THE REQUEST
Convert the data from the line containing "blurred red berry in the photo above." through the line containing "building in the photo below.", both of those lines included, into a JSON list with one string per line and blank lines omitted.

DATA RECORDS

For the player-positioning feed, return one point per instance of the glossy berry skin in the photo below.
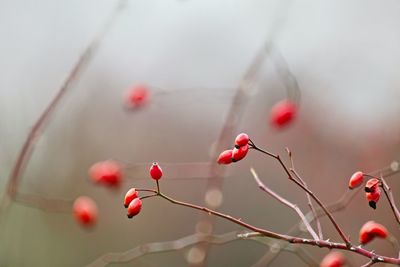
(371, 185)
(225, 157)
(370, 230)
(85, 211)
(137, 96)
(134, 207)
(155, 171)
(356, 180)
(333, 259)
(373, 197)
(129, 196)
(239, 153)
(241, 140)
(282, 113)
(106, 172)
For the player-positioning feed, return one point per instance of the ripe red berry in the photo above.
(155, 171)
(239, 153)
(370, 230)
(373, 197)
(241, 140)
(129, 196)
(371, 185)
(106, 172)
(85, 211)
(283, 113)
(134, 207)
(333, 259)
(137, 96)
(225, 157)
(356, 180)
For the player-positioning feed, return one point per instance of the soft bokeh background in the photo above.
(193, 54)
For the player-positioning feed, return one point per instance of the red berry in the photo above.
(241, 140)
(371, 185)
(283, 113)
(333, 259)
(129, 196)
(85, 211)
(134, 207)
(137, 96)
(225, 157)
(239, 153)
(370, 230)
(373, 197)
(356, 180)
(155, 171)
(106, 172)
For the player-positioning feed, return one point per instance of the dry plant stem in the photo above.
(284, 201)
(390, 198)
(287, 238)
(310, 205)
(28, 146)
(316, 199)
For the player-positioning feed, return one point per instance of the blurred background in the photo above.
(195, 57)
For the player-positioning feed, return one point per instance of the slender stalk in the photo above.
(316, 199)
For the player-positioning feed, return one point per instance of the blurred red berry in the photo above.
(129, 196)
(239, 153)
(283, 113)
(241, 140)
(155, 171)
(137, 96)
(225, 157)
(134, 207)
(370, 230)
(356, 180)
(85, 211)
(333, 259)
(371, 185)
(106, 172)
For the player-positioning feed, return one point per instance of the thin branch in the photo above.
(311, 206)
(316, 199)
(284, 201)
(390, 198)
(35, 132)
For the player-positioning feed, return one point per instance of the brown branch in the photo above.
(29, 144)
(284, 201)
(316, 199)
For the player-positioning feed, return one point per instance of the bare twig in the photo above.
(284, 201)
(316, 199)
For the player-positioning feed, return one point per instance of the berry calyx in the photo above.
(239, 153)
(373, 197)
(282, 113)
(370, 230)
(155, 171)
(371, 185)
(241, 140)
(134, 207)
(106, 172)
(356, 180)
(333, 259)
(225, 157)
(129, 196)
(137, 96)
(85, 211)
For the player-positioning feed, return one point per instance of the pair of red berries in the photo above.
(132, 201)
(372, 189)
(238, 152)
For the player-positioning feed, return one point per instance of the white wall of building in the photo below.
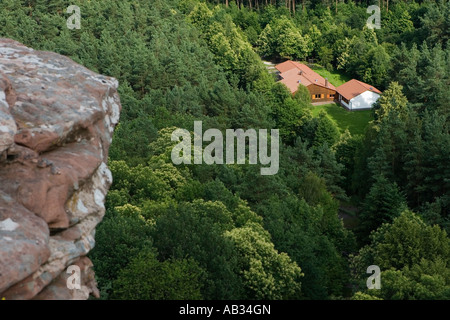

==

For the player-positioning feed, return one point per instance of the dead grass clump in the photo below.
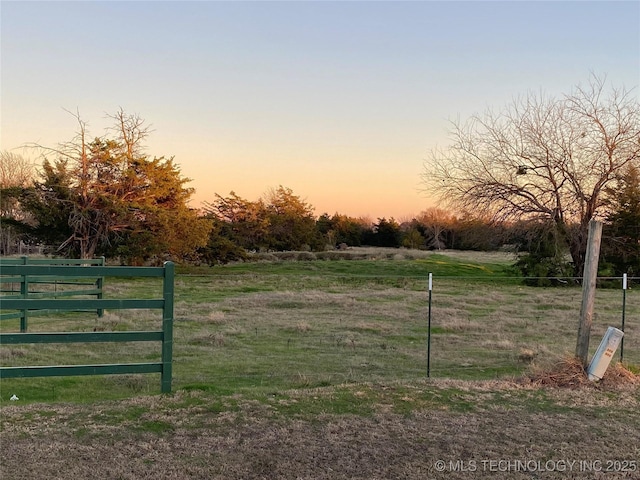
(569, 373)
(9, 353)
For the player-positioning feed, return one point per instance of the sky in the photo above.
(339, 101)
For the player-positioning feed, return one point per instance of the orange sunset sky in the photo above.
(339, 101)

---

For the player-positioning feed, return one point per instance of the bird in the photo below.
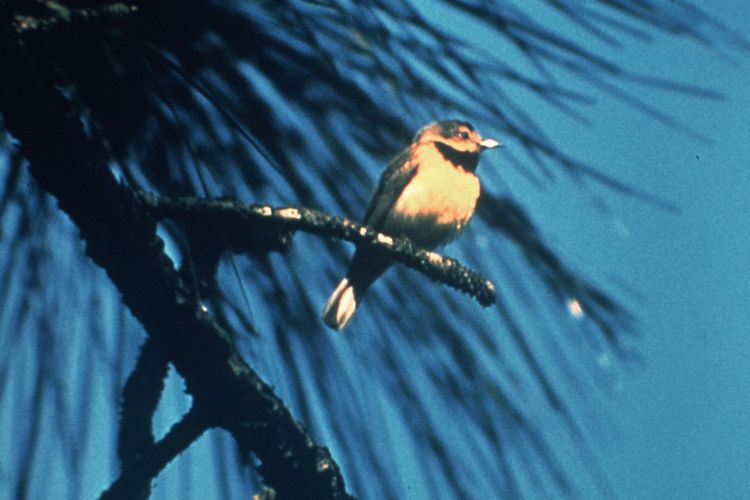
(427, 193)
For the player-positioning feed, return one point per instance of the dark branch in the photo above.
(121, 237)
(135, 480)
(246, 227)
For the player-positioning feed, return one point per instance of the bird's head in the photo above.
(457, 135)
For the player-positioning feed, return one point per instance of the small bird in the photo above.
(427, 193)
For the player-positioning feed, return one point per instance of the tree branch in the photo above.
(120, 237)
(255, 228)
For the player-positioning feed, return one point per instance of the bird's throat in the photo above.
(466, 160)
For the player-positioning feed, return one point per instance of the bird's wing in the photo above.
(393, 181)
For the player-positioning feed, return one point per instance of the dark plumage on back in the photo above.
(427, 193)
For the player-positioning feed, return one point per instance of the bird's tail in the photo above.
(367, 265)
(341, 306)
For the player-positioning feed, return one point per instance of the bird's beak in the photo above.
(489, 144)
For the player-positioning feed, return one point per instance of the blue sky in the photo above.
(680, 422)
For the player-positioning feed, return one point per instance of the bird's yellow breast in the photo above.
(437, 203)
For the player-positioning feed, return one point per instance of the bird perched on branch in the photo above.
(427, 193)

PROBLEM SOLUTION
[
  "For the player-positioning feed, return one point per instance of the blurred red berry in the photo above.",
  "(129, 196)",
  "(239, 153)",
  "(283, 113)",
  "(241, 140)",
  "(155, 171)",
  "(137, 96)",
  "(225, 157)",
  "(134, 207)",
  "(370, 230)",
  "(356, 180)",
  "(85, 211)",
  "(333, 259)",
  "(371, 185)",
  "(106, 172)",
  "For the player-positioning feed, return one point per instance of the thin branch in the photo above.",
  "(311, 206)",
  "(316, 199)",
  "(284, 201)",
  "(390, 198)",
  "(35, 132)",
  "For the player-positioning feed, return one point per instance of the brown branch in the photo above.",
  "(29, 144)",
  "(284, 201)",
  "(316, 199)",
  "For the player-positioning feed, return one point per instance of the bare twig in the photo above.",
  "(284, 201)",
  "(316, 199)",
  "For the player-positioning feed, return one point per instance of the berry calyx in the photo above.",
  "(239, 153)",
  "(373, 197)",
  "(282, 113)",
  "(370, 230)",
  "(155, 171)",
  "(371, 185)",
  "(241, 140)",
  "(134, 207)",
  "(106, 172)",
  "(356, 180)",
  "(333, 259)",
  "(225, 157)",
  "(129, 196)",
  "(137, 96)",
  "(85, 211)",
  "For the player-positioning feed, return one point per instance of the pair of red berries in the photo above.",
  "(132, 201)",
  "(372, 189)",
  "(238, 152)",
  "For the player-positioning feed, return one point per instance of the white wall of building in the photo below."
]